Task instructions
**a)** According to the ksqlDB guide below, why should the key be treated as first-class schema?
**b)** Resume the ksqlDB guide below, picking up after its last line.

start Source

10. Value Format and Schema

Common formats include:

  • Avro;
  • Protobuf;
  • JSON Schema;
  • JSON;
  • primitive formats for simple keys/values.

For production event systems, prefer schema-managed formats with Schema Registry where possible.

Example:

CREATE STREAM payments_authorized (
  payment_id STRING KEY,
  order_id STRING,
  amount_cents BIGINT,
  authorized_at BIGINT
) WITH (
  KAFKA_TOPIC='payments.authorized.v1',
  VALUE_FORMAT='AVRO'
);

10.1 Key Format vs Value Format

Do not assume key format is the same as value format.

You may need to specify:

WITH (
  KAFKA_TOPIC='orders.submitted.v1',
  KEY_FORMAT='KAFKA',
  VALUE_FORMAT='AVRO'
)

The key is part of the partitioning and table identity model. Treat it as first-class schema.


11. Materialized Views

A materialized view in ksqlDB is a continuously maintained table derived from streams/tables.

Example:

CREATE TABLE case_status_counts AS
SELECT
  status,
  COUNT(*) AS case_count
FROM case_status_changes
GROUP BY status
EMIT CHANGES;

Mental model:

Materialized views are useful for serving current state, but they have operational cost:

  • state storage;
  • changelog topics;
  • restore time;
  • repartition topics;
  • query compatibility;
  • key design constraints.

end Source
start Supplied data

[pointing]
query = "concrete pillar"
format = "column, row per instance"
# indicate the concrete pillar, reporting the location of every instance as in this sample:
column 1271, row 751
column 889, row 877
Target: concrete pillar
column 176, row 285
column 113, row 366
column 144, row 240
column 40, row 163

end Supplied data

Answers per task
**a)** The key should be treated as first-class schema because it is part of the partitioning and table identity model.

**b)**
12. ksqlDB vs Kafka Streams Java

Use ksqlDB WhenUse Kafka Streams Java When
Transformation is expressible in SQL.Logic needs custom Java code or libraries.
Team benefits from declarative SQL.Strong type-safe domain model is needed.
You want fast iteration for stream/table derivation.You need complex testing, custom processors, or advanced state control.
Operational team can manage ksqlDB queries.Service team owns code, lifecycle, and deployment.
Output is Kafka stream/table.Logic integrates deeply with service internals.
Query is mostly filtering, projection, aggregation, join.Logic includes non-trivial algorithms, workflow, external policies.

12.1 A Useful Boundary

ksqlDB is excellent for:

  • derived topics;
  • materialized views;
  • stream-table enrichment;
  • operational projections;
  • real-time aggregations;
  • SQL-accessible transformation pipelines.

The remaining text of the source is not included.